*SEU OBJETIVO*.
Com base no texto sobre a reunião da comissão do impeachment, responda:
(a) Quem presidia a comissão especial?
(b) Quais advogados e autores do pedido de impeachment fizeram a exposição na reunião?
(c) Segundo Ivan Valente, desde que horas a ordem do dia no Plenário já havia começado?

*TEXTO FORNECIDO*.

Terminou em
tumulto a reunião da comissão especial da Câmara que analisa o pedido de impeachment
da presidenta Dilma Rousseff. Houve bate-boca e um princípio de agressão física
entre deputados. O presidente do colegiado, deputado Rogério Rosso (PSD-DF) foi
acusado de manobrar a reunião a pedido do presidente da Câmara dos Deputados,
Eduardo Cunha (PMDB-RJ) para favorecer os parlamentares favoráveis ao impeachment.
A confusão
começou após Rosso encerrar a reunião pouco depois da exposição dos advogados e
autores do pedido de impeachment, Miguel Reale Junior e Janaína Paschoal, sob a
justificativa de que a pauta de votações no Plenário havia começado e que o
regimento da Casa determinava o encerramento dos trabalhos das comissões.
A atitude
provocou a indignação de deputados que queriam fazer perguntas aos convidados.
Alguns reagiram e acusaram Rosso de quebrar um acordo feito hoje de manhã com
líderes partidários de que a reunião prosseguiria mesmo após a abertura das
votações no Plenário, por se tratar de uma audiência pública. “Líderes e demais
integrantes da comissão terão três minutos para indagações”, disse Rosso após a
reunião que definiu as regras para os depoimentos.
O líder do
PSOL, Ivan Valente (SP), lembrou do acordo e disse que a ordem do dia no
Plenário já havia começado desde as 15h. “Ele [Rosso] prometeu que todos os
líderes e todos os membros da comissão falariam. De repente, ele recebe uma
ordem do Eduardo Cunha e suspende a sessão, cancela a fala dos líderes e de
todos os deputados. Isso é antidemocrático e ele perdeu a palavra. Ele não tem
mais autoridade na presidência dessa comissão”, disse Valente. “É manobra, é
golpe”, criticou.

*REGISTROS DO CONJUNTO*.
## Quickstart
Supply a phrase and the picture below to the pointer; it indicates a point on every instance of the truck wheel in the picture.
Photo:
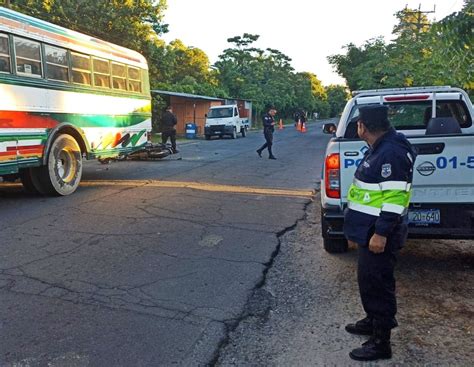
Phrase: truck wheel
(62, 173)
(335, 246)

*RESPOSTA DA TAREFA*.
(a) O deputado Rogério Rosso (PSD-DF).
(b) Miguel Reale Junior e Janaína Paschoal.
(c) Desde as 15h.